From the rows below, pull out every line that includes the word "metallic".

— start Stored data —

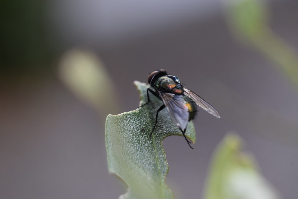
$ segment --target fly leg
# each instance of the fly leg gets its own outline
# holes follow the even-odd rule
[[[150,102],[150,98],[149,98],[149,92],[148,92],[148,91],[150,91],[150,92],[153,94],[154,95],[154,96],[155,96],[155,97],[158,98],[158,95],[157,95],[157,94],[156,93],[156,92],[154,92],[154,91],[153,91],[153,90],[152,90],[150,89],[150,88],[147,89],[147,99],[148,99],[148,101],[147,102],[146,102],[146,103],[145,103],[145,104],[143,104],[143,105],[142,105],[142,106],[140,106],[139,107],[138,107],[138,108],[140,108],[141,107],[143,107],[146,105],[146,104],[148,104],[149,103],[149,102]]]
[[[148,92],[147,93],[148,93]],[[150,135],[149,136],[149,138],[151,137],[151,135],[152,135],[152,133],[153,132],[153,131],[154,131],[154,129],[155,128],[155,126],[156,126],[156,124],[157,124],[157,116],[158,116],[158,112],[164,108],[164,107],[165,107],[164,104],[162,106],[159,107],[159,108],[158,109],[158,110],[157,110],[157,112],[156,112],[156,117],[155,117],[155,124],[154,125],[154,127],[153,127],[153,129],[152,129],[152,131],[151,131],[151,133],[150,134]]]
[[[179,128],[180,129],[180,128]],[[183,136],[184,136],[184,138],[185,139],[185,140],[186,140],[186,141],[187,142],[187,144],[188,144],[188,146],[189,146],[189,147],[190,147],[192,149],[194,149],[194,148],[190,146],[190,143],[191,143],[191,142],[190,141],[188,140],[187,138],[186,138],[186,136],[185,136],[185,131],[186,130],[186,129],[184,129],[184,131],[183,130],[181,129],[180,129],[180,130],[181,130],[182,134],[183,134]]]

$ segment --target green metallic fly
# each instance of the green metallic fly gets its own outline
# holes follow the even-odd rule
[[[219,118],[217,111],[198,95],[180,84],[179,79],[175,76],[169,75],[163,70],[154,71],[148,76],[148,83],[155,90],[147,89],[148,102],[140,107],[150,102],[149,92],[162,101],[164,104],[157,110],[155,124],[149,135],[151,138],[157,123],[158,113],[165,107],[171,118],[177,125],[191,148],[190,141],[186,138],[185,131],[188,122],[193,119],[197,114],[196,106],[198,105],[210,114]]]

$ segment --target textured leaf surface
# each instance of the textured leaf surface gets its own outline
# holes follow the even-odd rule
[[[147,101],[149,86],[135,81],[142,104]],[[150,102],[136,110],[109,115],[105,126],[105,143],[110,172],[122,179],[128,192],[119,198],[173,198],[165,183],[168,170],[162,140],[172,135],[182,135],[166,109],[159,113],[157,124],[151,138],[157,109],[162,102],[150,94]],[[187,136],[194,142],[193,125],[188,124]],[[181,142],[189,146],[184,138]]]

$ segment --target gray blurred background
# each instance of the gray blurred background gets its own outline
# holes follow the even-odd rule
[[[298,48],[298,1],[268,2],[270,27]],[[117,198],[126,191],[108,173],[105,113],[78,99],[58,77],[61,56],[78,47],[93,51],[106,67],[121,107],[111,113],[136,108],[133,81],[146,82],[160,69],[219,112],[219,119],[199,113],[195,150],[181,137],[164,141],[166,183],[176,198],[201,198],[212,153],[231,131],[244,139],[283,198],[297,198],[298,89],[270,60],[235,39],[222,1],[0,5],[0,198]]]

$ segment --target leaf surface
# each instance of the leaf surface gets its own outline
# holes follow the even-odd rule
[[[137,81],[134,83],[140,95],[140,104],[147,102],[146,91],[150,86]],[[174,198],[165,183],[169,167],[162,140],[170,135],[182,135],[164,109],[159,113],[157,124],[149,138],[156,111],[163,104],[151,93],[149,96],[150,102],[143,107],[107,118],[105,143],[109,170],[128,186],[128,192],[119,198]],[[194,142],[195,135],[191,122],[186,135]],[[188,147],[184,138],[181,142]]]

— end Stored data —
— start Stored data —

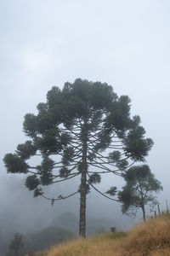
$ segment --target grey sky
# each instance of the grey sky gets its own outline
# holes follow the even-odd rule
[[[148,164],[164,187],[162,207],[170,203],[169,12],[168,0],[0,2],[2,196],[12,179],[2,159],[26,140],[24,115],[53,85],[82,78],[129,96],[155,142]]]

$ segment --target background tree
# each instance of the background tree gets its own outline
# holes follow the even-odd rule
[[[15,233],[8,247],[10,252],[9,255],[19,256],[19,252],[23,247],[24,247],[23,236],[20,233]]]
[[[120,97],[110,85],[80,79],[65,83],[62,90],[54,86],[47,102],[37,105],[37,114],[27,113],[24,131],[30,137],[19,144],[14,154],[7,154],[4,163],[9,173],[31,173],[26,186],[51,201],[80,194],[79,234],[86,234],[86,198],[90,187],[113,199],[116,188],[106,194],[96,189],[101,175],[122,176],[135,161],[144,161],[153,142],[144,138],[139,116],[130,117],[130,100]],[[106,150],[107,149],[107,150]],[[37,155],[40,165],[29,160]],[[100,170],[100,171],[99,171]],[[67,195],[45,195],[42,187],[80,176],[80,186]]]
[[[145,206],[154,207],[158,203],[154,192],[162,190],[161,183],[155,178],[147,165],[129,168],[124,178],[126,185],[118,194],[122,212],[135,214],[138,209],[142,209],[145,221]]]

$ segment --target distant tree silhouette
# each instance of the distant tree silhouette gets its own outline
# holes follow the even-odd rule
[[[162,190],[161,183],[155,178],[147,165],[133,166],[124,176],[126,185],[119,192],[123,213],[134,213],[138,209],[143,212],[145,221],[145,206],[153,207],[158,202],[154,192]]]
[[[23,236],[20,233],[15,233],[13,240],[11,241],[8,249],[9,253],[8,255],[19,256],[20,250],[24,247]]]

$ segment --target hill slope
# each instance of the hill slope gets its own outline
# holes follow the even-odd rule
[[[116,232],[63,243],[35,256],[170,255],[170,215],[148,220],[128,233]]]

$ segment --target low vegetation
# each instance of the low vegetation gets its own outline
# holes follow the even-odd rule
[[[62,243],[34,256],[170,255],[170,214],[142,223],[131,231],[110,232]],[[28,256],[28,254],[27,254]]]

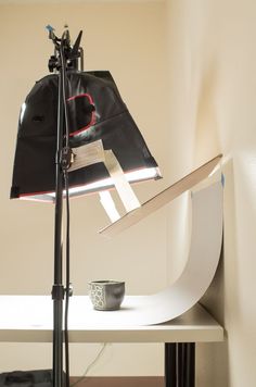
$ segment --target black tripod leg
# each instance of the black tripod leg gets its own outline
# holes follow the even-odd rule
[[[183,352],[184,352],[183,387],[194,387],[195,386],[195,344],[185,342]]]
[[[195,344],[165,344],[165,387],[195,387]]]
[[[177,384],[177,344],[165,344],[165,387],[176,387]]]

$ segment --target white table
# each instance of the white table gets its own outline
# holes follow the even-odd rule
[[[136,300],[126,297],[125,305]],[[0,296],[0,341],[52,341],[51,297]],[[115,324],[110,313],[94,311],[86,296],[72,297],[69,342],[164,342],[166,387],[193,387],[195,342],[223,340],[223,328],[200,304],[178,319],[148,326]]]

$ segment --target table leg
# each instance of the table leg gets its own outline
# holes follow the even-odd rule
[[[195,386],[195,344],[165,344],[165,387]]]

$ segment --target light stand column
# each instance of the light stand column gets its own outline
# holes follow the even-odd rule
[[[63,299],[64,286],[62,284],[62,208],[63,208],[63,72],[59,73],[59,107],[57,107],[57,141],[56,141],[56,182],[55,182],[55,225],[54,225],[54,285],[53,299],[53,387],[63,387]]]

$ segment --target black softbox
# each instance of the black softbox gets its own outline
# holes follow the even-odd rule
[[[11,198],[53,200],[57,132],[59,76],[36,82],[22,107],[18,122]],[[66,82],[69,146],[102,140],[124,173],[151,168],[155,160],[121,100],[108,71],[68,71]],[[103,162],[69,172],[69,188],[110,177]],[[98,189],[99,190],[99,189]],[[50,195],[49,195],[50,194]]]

— end Stored data —

▸ Correct response
$ segment --target green metallic fly
# each instance of the green metallic fly gets its own outline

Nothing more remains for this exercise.